## Rows of box annotation data
****************************************
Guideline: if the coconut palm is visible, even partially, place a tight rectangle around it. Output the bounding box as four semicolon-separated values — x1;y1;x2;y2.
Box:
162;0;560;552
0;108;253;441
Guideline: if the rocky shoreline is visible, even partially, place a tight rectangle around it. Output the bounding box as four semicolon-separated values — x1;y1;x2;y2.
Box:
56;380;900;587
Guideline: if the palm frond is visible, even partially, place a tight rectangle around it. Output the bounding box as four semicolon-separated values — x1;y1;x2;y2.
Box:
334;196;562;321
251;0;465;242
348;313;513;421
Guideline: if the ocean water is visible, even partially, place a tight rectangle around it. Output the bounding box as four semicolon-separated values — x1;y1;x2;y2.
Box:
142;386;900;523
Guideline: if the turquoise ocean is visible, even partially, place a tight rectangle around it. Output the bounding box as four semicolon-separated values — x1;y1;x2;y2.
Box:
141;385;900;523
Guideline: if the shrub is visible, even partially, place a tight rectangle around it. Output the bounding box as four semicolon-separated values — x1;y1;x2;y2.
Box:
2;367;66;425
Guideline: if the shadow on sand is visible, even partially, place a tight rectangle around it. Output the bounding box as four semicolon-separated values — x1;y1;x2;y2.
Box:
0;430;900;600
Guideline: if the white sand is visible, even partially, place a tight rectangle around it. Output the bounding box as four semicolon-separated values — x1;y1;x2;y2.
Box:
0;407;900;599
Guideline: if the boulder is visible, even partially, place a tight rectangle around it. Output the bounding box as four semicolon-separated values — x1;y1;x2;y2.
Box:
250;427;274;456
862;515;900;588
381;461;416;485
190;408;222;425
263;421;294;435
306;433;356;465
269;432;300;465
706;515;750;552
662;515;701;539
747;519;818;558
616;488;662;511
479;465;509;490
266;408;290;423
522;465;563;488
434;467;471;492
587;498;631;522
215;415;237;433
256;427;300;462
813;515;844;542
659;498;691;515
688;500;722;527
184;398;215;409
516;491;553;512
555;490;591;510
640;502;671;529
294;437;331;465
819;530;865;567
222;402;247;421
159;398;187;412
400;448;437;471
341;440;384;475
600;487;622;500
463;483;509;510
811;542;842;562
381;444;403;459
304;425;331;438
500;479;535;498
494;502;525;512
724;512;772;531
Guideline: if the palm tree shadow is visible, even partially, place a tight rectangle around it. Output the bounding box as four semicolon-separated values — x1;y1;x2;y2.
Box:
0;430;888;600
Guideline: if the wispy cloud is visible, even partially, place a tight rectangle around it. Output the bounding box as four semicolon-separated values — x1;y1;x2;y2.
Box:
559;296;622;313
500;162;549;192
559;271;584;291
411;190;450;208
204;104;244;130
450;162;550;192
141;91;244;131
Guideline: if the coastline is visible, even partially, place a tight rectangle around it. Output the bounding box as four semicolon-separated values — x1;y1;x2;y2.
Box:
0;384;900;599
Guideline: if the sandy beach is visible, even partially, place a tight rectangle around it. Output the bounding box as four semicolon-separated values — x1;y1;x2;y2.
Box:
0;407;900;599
****************************************
Lay out the part of the listing above that opens with the line containing "Guideline: if the palm tree" and closes with the line containing "141;91;244;131" as a Markdown table with the columns Row and Line, giving each line its row number and leaving out blank lines.

## RESULT FOR THIS TASK
| Row | Line |
|---|---|
| 1 | Guideline: if the palm tree shadow is visible, even partially, place a tight rectangle around it. Output the bounding box as four semicolon-separated values — x1;y1;x2;y2. |
| 2 | Box: |
| 3 | 0;430;888;600 |
| 4 | Guideline: if the wispy cloud is visible, even partially, place a tight rectangle around it. Output the bounding box as four semicolon-separated values — x1;y1;x2;y2. |
| 5 | Box: |
| 6 | 559;296;622;313 |
| 7 | 500;162;549;192 |
| 8 | 559;271;584;291 |
| 9 | 411;190;450;208 |
| 10 | 204;104;244;130 |
| 11 | 450;162;550;192 |
| 12 | 141;91;244;131 |